§ **Objective**
The records follow. Transcribe only the lines from the line containing "Please spot the white reflective" through the end, both ends included, and leave out the pictures.

§ **Available data**
________________________
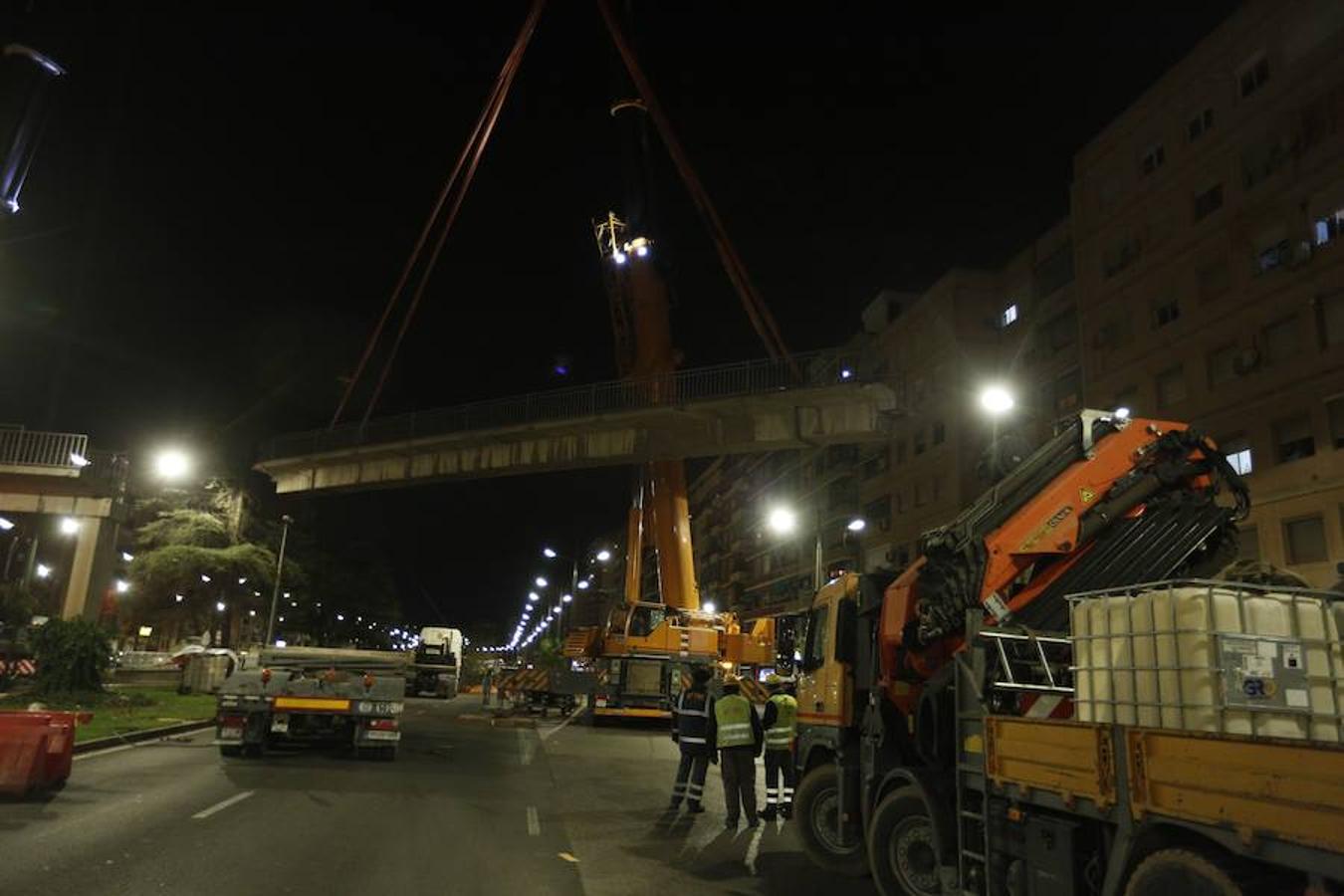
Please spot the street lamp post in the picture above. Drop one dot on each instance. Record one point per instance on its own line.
(280, 571)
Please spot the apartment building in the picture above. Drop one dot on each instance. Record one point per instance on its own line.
(1209, 235)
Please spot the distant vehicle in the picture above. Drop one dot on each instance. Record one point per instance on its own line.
(314, 695)
(438, 662)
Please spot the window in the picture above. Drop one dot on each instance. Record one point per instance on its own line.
(1329, 227)
(1171, 387)
(1209, 202)
(1281, 342)
(1166, 311)
(1201, 125)
(1247, 543)
(1305, 539)
(1293, 438)
(1222, 364)
(1238, 452)
(1252, 76)
(1335, 408)
(1212, 280)
(1152, 158)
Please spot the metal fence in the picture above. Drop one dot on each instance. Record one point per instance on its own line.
(723, 380)
(50, 450)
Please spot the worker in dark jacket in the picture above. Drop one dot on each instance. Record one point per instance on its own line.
(692, 730)
(782, 723)
(738, 737)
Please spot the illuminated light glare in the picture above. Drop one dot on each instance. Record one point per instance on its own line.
(997, 400)
(172, 464)
(783, 520)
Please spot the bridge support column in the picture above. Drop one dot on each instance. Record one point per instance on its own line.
(91, 572)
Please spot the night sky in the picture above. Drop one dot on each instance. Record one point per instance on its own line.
(226, 193)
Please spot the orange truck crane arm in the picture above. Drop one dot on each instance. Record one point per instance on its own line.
(1109, 500)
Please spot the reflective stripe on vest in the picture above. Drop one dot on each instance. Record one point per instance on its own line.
(780, 735)
(733, 714)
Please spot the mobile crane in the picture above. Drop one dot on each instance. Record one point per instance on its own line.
(918, 769)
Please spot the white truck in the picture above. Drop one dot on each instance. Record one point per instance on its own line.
(438, 662)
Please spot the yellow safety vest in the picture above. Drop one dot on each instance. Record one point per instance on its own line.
(733, 714)
(780, 735)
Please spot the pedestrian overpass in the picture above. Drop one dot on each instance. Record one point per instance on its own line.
(734, 408)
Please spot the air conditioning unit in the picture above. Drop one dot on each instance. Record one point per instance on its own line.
(1246, 361)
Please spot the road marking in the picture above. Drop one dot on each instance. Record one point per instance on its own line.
(574, 715)
(223, 804)
(755, 849)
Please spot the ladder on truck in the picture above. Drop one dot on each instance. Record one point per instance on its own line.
(1003, 670)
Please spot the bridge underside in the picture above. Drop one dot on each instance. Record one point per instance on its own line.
(767, 422)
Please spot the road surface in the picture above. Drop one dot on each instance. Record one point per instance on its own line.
(468, 807)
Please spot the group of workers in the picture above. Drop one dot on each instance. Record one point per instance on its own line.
(729, 733)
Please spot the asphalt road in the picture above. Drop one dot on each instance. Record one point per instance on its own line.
(468, 807)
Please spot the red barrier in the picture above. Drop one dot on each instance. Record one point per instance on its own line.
(37, 750)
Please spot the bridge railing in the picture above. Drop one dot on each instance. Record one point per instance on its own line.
(613, 396)
(60, 453)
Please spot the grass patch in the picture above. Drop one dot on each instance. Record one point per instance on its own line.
(123, 710)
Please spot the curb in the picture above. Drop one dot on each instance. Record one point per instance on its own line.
(145, 734)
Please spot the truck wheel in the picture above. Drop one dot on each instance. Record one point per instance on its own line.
(1186, 872)
(814, 806)
(901, 846)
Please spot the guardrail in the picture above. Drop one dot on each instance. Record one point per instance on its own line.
(47, 450)
(723, 380)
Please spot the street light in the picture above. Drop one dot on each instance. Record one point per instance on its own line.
(783, 520)
(172, 464)
(997, 400)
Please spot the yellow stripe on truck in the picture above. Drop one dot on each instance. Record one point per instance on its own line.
(312, 703)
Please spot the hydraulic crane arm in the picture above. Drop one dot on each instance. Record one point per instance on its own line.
(1106, 503)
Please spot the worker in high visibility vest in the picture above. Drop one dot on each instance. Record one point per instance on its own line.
(738, 737)
(692, 730)
(782, 726)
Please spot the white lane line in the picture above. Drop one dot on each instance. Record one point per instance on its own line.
(546, 734)
(755, 849)
(223, 804)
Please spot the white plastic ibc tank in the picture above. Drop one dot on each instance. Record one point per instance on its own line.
(1152, 658)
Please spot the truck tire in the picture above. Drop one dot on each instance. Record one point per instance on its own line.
(1190, 873)
(902, 846)
(814, 807)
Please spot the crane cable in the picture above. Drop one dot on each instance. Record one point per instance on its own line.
(473, 148)
(756, 308)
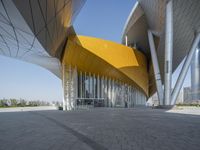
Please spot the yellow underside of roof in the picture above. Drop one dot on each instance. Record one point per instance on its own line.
(106, 58)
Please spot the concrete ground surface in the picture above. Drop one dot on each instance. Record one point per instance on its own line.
(99, 129)
(35, 108)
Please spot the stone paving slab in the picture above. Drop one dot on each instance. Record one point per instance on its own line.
(99, 129)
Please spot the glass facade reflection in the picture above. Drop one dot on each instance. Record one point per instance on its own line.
(84, 89)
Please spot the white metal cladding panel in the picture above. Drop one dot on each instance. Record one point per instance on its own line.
(186, 21)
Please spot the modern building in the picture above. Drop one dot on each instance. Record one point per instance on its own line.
(166, 32)
(97, 72)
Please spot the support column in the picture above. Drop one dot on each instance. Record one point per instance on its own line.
(64, 87)
(184, 70)
(168, 51)
(98, 87)
(156, 69)
(126, 40)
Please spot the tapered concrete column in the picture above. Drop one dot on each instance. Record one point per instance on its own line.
(168, 52)
(126, 40)
(64, 87)
(156, 69)
(98, 86)
(81, 85)
(184, 70)
(85, 91)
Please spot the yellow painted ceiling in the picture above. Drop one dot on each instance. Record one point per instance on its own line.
(107, 58)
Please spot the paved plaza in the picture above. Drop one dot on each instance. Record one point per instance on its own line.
(99, 129)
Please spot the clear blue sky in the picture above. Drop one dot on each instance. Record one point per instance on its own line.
(98, 18)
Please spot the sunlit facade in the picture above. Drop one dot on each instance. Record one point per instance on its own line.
(100, 73)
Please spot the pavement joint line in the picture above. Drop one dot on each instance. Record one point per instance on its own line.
(91, 143)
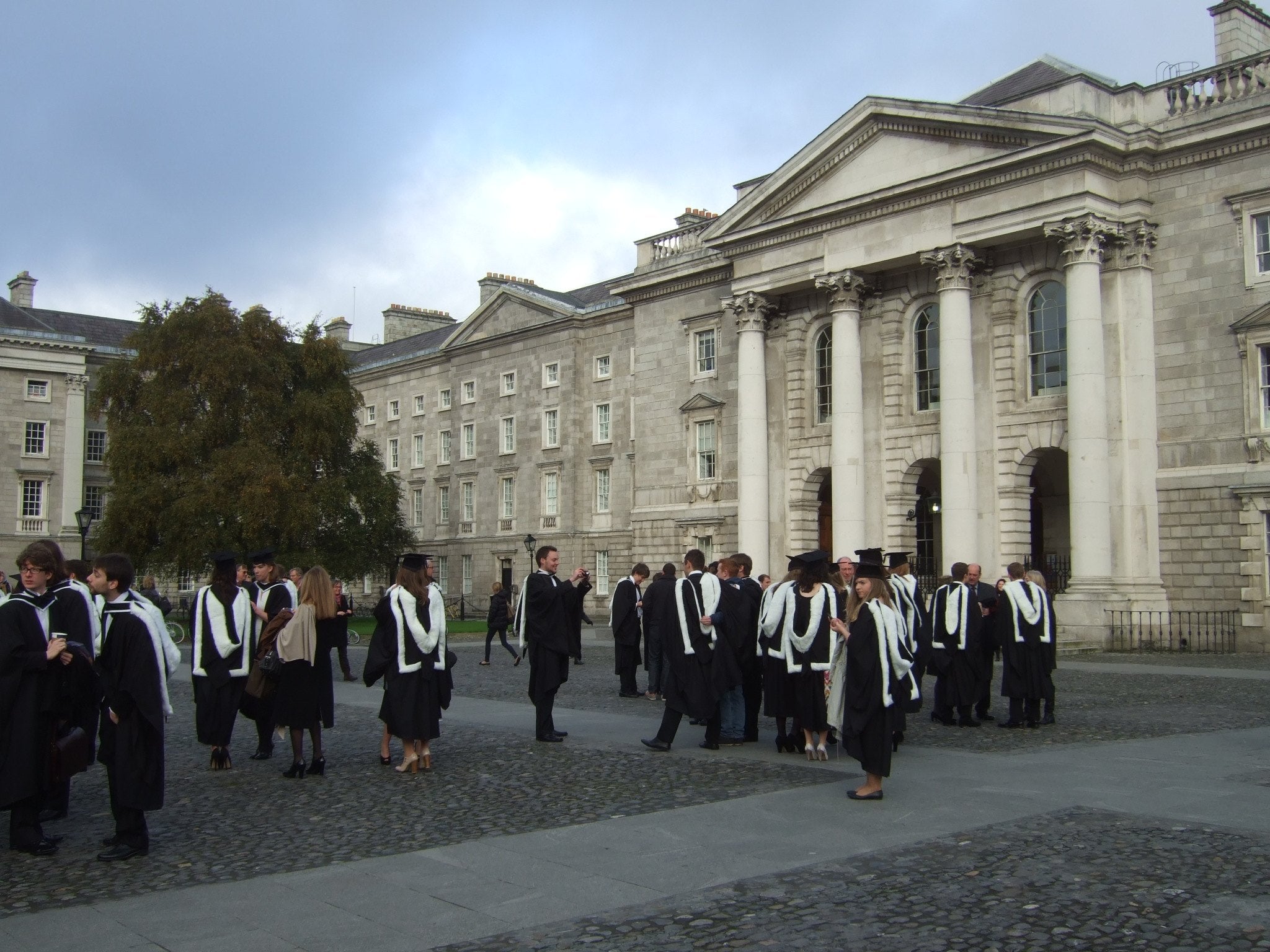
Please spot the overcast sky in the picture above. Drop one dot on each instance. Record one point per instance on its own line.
(286, 152)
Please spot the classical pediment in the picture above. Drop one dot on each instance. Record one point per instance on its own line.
(506, 311)
(883, 145)
(701, 402)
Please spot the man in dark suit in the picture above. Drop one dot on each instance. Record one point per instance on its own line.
(624, 619)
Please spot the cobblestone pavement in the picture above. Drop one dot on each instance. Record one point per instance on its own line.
(1073, 880)
(251, 822)
(1091, 707)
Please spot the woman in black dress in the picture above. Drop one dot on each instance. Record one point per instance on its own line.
(306, 697)
(877, 678)
(408, 650)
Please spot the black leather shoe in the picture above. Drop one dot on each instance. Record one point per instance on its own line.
(121, 851)
(45, 847)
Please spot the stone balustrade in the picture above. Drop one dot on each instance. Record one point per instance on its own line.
(1219, 84)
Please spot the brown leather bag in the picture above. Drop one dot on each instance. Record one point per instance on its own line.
(68, 756)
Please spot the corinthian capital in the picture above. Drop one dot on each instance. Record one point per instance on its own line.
(751, 311)
(846, 289)
(1083, 239)
(1137, 242)
(953, 266)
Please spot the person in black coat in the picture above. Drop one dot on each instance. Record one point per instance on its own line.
(549, 621)
(624, 620)
(135, 678)
(495, 622)
(31, 662)
(655, 597)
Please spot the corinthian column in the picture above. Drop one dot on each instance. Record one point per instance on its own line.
(752, 311)
(846, 293)
(73, 452)
(1082, 242)
(958, 485)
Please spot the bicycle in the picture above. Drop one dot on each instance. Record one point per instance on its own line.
(175, 632)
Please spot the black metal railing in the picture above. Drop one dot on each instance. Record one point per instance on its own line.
(1173, 631)
(1057, 570)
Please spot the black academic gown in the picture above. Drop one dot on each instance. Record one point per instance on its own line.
(29, 697)
(133, 749)
(868, 719)
(219, 694)
(693, 684)
(412, 700)
(626, 626)
(962, 667)
(553, 630)
(1025, 664)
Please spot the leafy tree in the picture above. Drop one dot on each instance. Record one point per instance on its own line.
(225, 433)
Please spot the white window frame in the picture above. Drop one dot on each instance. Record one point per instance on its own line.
(507, 498)
(88, 442)
(48, 390)
(43, 439)
(607, 434)
(709, 456)
(603, 489)
(602, 571)
(550, 439)
(551, 500)
(699, 338)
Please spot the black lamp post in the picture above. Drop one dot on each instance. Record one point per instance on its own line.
(84, 519)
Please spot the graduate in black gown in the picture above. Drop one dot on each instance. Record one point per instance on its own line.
(549, 624)
(31, 663)
(957, 626)
(271, 593)
(1025, 631)
(778, 684)
(798, 619)
(876, 678)
(624, 620)
(698, 669)
(220, 631)
(408, 650)
(136, 707)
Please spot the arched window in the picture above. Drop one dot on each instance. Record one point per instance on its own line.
(1047, 339)
(824, 375)
(926, 353)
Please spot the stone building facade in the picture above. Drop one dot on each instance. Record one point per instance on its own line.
(1029, 325)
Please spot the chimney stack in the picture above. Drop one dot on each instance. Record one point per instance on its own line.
(1240, 30)
(22, 291)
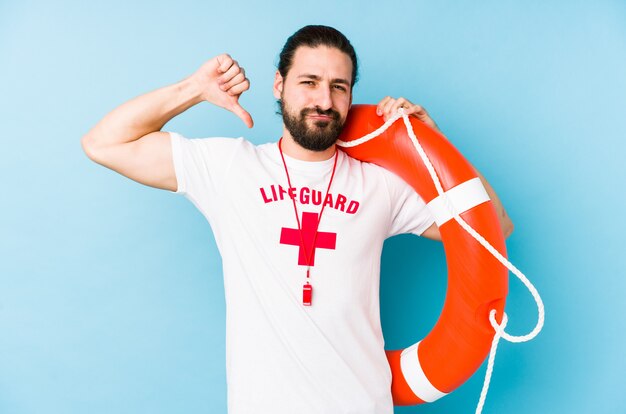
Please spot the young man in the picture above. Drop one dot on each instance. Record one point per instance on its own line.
(287, 216)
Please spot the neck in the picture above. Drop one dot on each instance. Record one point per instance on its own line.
(291, 148)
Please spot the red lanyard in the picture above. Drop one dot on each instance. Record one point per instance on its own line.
(307, 289)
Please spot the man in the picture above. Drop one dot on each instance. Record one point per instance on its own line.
(287, 217)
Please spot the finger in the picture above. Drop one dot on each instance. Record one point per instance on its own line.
(239, 88)
(224, 62)
(239, 78)
(418, 111)
(400, 103)
(233, 71)
(381, 105)
(387, 108)
(243, 114)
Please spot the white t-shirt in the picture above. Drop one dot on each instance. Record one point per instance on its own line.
(281, 356)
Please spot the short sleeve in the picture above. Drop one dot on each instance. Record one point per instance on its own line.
(409, 211)
(201, 166)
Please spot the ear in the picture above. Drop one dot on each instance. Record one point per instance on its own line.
(278, 85)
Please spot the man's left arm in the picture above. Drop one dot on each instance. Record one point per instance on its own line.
(389, 106)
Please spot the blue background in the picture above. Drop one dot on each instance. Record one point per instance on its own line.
(111, 296)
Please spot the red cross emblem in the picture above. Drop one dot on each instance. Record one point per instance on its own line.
(323, 240)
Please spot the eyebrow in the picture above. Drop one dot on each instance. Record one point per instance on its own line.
(318, 78)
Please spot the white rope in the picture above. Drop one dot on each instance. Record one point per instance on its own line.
(492, 357)
(499, 329)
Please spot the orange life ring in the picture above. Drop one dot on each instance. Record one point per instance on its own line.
(477, 282)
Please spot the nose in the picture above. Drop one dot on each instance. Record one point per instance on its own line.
(324, 98)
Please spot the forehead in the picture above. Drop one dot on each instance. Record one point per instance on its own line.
(323, 61)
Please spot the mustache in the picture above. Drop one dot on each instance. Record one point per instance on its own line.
(329, 112)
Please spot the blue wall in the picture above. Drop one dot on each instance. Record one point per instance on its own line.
(111, 298)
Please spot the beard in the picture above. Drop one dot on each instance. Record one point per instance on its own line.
(321, 136)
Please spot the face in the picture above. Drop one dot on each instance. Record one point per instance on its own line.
(315, 96)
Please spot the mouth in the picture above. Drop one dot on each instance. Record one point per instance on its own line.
(318, 117)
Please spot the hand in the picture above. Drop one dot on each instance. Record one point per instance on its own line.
(388, 106)
(221, 81)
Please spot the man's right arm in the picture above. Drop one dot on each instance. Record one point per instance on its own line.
(129, 139)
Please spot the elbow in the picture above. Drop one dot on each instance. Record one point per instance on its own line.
(89, 148)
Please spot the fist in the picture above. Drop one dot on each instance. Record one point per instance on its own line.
(221, 82)
(388, 106)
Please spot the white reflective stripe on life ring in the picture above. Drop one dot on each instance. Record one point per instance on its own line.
(415, 376)
(463, 197)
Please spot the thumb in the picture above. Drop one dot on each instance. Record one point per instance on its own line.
(243, 114)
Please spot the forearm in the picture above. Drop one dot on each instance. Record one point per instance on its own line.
(144, 114)
(505, 221)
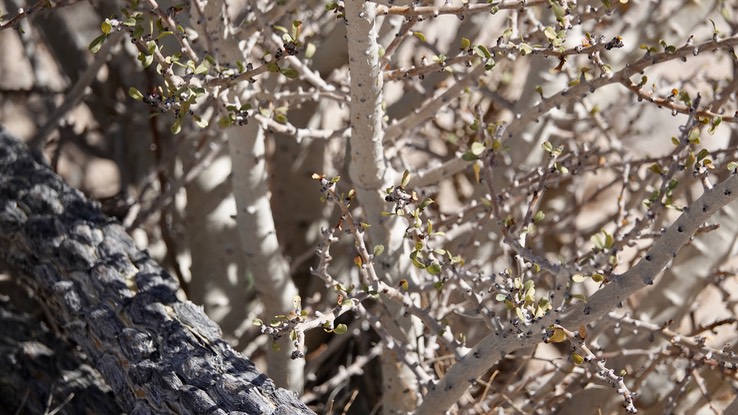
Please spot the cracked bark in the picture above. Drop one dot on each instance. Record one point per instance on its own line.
(158, 354)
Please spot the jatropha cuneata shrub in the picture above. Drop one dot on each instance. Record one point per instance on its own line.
(490, 207)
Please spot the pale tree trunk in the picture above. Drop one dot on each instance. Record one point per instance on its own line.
(157, 353)
(217, 270)
(370, 175)
(254, 214)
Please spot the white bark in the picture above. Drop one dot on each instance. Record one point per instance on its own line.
(496, 345)
(370, 175)
(255, 222)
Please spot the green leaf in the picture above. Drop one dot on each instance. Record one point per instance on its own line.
(482, 52)
(477, 148)
(405, 178)
(201, 122)
(434, 268)
(577, 359)
(96, 43)
(106, 27)
(469, 156)
(290, 72)
(135, 94)
(578, 278)
(176, 127)
(557, 336)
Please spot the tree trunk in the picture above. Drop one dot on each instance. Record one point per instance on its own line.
(157, 353)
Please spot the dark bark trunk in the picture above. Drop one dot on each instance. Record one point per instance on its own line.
(158, 354)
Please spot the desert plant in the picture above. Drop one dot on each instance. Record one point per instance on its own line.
(513, 206)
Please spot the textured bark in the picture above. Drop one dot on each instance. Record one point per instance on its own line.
(158, 354)
(40, 372)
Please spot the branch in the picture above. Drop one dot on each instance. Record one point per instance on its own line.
(496, 345)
________________________
§ **The result**
Please spot the white reflective stripe on life ring in the picture above. Drop one dot on each instance. Record one point per instance on its own line.
(415, 376)
(463, 197)
Please spot the thumb in the picture above. Drop one dot on each instance. Record one point per instance on its own line.
(243, 114)
Please spot the forearm in the picture above. Drop one dot on each instance. Record one point per instance on its own line.
(144, 114)
(505, 221)
Please spot the cracked bark in the picture above. Drop one dot on each instance. Record one point per instance on its own line.
(158, 354)
Please spot the jatropha cuneata shrub in the picture above. Drop one dot on each instance. Record one point per instance on its own line.
(490, 207)
Please spot the pale tree trunk in the picture above. Drop one dot on each instance. Record one point per instance on its own line.
(157, 353)
(217, 270)
(370, 175)
(254, 214)
Please spot the white bark in the picture above. Drop one dot on each instance. Record one point per instance on its own line.
(496, 345)
(370, 175)
(255, 222)
Please spot the green leaf in the picture above. Drop one dot on each instance. Record one point per instance on its own line.
(482, 52)
(477, 148)
(405, 178)
(201, 122)
(434, 268)
(577, 359)
(96, 43)
(106, 27)
(469, 156)
(290, 72)
(135, 94)
(578, 278)
(176, 127)
(557, 336)
Please spot the tree trunk in the picture above. Drop one dot on each instance. Record one point per instance on its own line.
(157, 353)
Please spot the dark bark trunk in the picture above. Drop one dot on each instance. Record one point per instance on its own line.
(158, 354)
Please spot the desert plant in the picture above. Drop one dot on each instance. Record one point per instance on its own line.
(513, 206)
Please spot the textured bark in the picture above. Drop one dot on each instance. Record one point per instance on its own line.
(158, 354)
(40, 372)
Please spot the branch in the picture above. Drop one dot on each instance. Record one point per instance on its own line.
(496, 345)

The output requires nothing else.